- What the task asks: Show each line of the records below that contains the word "lower". Case matters.

- Recorded information:
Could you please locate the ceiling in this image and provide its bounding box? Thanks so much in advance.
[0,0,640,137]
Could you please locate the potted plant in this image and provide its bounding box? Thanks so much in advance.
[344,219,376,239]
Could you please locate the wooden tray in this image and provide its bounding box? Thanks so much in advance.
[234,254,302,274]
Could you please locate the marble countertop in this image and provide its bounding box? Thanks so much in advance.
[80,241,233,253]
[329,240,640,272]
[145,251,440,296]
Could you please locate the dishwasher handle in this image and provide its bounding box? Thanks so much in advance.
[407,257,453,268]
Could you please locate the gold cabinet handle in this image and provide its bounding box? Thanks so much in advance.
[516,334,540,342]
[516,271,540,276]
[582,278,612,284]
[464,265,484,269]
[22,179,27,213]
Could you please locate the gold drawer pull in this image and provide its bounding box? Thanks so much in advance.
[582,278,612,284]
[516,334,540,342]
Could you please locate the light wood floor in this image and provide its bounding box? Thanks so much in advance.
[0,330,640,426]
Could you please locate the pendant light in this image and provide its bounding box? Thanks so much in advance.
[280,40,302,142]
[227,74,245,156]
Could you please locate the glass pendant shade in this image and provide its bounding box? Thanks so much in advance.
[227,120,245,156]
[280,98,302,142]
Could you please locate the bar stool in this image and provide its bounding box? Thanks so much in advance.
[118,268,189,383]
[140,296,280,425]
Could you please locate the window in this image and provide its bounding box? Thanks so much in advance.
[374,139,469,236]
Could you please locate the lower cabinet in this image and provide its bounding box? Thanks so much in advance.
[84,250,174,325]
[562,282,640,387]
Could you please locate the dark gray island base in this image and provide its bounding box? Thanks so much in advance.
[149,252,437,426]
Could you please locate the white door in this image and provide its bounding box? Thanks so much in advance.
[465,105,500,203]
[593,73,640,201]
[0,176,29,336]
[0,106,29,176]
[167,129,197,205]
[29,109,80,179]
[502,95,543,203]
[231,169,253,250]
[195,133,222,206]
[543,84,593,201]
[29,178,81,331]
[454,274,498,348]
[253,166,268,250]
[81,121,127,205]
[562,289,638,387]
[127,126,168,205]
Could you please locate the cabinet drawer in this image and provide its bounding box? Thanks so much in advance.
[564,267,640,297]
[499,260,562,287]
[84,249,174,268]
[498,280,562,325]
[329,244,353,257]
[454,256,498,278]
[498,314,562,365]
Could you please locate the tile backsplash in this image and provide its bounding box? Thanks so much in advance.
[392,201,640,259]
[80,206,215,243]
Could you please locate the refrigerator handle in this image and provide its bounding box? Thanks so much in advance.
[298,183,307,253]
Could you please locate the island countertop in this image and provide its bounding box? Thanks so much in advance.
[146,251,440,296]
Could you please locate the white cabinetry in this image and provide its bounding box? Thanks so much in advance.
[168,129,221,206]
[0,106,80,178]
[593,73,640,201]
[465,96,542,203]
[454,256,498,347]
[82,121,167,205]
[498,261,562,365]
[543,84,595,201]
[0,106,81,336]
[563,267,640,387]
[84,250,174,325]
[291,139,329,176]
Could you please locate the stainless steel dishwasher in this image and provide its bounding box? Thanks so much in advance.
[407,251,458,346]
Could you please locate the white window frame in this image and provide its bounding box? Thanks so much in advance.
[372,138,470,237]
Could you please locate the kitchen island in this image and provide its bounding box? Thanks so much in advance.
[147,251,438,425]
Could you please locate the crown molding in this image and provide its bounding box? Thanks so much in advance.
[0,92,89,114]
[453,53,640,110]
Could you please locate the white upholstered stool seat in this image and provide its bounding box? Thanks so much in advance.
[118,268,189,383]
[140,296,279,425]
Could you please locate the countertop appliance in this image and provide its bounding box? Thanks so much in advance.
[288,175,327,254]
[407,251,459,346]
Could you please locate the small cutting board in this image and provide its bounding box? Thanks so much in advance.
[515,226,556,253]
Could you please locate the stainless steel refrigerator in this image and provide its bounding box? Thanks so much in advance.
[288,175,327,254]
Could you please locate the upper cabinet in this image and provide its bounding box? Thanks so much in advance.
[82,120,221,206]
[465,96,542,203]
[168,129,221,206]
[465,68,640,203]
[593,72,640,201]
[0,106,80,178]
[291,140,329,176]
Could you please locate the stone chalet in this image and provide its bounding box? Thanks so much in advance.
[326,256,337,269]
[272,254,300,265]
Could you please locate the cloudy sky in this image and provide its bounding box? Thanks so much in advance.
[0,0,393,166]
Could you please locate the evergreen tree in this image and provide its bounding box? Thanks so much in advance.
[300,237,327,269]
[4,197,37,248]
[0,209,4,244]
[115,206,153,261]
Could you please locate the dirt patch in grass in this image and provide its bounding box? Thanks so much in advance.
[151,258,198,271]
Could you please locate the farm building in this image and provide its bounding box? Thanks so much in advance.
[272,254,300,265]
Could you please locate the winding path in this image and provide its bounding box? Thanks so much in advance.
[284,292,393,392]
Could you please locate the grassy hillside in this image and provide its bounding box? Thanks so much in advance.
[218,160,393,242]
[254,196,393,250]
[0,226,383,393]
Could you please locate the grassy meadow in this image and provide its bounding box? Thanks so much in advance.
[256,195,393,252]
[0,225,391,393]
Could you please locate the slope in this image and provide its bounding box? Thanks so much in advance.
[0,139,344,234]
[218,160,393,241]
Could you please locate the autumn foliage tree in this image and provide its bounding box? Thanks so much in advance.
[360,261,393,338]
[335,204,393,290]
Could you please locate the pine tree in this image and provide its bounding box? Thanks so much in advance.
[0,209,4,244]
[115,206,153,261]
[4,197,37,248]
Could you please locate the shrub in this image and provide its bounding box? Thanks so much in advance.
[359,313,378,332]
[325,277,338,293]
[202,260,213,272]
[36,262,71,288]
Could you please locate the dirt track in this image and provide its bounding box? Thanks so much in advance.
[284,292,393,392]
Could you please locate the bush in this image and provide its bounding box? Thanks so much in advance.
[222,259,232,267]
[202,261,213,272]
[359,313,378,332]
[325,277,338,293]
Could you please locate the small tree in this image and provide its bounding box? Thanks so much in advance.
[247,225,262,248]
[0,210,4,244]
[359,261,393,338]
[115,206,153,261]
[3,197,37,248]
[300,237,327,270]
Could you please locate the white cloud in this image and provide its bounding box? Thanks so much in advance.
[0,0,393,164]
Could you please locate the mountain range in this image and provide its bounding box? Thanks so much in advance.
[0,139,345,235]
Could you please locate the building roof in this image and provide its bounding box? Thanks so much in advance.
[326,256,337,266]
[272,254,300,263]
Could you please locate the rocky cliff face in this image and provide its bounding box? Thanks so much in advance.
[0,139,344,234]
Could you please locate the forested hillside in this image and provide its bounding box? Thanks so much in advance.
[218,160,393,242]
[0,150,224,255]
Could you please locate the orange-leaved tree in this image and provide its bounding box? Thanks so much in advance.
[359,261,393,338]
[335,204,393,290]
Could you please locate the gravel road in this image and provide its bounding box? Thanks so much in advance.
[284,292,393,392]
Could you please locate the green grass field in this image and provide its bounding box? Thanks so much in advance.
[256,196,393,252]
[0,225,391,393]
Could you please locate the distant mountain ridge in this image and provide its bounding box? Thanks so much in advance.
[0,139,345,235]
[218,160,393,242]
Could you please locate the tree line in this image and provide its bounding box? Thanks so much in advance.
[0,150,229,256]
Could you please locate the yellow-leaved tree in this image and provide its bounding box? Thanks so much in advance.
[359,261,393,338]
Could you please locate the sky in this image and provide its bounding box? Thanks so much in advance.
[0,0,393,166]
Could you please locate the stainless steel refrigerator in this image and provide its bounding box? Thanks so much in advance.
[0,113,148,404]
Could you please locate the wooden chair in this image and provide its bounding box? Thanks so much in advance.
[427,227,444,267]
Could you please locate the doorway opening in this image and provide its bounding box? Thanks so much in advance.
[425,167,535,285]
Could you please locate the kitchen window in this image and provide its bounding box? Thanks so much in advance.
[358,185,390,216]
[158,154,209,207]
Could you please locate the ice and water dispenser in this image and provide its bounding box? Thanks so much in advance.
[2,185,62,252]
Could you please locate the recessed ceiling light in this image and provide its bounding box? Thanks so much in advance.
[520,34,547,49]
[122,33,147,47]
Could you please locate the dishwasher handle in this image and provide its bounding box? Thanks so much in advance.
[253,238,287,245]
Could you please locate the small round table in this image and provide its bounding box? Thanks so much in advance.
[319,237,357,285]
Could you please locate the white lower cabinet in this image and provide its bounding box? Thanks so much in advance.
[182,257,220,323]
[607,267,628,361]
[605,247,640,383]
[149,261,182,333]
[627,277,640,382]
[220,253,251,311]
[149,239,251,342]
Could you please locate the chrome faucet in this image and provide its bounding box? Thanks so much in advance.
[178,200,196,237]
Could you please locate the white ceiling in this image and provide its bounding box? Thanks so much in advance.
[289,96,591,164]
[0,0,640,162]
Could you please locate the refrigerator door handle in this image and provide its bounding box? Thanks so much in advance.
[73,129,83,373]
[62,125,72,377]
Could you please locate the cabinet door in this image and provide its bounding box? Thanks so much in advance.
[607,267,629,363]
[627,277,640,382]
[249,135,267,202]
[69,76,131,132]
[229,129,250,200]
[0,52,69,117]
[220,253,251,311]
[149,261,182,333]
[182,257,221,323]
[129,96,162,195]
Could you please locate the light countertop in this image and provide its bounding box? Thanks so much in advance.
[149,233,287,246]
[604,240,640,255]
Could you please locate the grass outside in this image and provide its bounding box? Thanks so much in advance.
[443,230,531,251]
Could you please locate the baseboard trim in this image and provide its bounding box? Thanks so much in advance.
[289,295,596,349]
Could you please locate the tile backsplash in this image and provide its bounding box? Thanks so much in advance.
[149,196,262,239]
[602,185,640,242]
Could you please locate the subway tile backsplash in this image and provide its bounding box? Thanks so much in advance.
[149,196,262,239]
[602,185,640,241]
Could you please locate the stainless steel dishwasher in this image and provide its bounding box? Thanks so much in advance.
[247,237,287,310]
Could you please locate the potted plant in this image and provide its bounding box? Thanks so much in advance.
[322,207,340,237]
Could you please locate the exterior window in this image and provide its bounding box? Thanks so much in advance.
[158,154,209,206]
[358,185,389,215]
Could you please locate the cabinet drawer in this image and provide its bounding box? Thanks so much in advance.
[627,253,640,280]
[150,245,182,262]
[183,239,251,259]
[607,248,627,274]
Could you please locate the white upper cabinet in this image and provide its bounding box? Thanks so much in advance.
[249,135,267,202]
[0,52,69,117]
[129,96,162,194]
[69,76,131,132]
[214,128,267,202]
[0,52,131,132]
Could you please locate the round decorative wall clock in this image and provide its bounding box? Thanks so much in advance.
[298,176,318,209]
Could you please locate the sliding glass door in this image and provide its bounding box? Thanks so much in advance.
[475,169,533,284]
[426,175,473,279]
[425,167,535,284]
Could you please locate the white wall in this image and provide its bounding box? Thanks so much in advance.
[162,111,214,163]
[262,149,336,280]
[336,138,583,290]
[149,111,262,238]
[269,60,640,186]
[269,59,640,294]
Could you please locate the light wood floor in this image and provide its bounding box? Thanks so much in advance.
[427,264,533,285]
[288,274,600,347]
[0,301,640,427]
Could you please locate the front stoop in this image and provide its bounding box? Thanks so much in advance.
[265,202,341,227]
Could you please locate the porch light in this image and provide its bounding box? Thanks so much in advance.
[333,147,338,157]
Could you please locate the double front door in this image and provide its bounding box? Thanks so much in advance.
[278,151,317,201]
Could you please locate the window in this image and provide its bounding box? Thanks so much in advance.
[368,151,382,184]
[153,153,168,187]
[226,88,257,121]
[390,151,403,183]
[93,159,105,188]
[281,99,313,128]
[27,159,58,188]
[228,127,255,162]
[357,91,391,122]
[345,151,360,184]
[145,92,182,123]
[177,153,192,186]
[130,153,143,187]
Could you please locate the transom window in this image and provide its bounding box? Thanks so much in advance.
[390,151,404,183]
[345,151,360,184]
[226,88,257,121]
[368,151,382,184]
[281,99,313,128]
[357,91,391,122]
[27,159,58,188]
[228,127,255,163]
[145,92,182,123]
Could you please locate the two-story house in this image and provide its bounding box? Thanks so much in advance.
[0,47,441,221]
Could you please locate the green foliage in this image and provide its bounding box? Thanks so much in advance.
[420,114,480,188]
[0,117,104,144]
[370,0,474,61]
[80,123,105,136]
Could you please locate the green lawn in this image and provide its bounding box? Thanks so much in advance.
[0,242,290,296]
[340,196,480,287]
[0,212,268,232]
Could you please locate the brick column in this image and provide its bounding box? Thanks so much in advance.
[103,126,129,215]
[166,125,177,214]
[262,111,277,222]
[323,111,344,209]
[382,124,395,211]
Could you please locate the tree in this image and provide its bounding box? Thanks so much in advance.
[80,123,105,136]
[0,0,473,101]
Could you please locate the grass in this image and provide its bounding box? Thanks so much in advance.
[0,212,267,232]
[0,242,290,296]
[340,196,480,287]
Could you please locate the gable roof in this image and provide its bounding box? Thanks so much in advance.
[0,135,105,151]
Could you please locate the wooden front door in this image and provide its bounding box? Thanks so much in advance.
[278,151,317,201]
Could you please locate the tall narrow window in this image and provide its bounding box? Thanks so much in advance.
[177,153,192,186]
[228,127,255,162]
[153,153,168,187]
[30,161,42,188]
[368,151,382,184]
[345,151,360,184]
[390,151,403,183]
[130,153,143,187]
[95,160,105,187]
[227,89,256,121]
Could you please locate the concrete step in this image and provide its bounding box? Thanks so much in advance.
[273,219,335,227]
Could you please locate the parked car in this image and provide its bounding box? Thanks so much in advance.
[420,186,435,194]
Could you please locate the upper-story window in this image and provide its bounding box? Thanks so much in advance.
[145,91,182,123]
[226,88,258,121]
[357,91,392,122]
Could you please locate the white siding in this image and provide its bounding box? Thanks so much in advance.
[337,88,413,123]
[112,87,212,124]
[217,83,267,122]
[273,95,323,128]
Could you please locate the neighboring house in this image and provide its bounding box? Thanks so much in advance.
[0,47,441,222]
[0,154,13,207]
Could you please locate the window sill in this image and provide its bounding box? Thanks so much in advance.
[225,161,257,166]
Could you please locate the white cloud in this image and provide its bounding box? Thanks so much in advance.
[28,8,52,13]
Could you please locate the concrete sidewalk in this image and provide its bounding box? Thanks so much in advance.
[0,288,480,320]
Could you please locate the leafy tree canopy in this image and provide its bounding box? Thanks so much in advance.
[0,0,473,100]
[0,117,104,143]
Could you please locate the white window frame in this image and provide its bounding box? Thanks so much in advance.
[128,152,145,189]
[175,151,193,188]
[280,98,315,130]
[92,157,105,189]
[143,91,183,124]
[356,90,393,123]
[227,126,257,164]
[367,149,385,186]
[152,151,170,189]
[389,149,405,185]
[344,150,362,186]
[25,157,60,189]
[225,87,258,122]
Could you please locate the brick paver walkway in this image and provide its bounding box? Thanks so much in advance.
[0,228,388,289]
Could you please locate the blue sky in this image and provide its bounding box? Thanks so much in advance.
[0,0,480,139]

- Full response:
Could you please locate the lower cabinet in this image and provide its bounding box? Thanks so much in advance.
Could you please locate the white lower cabinet in this image and provide its bounding box? Thanks so much in advance.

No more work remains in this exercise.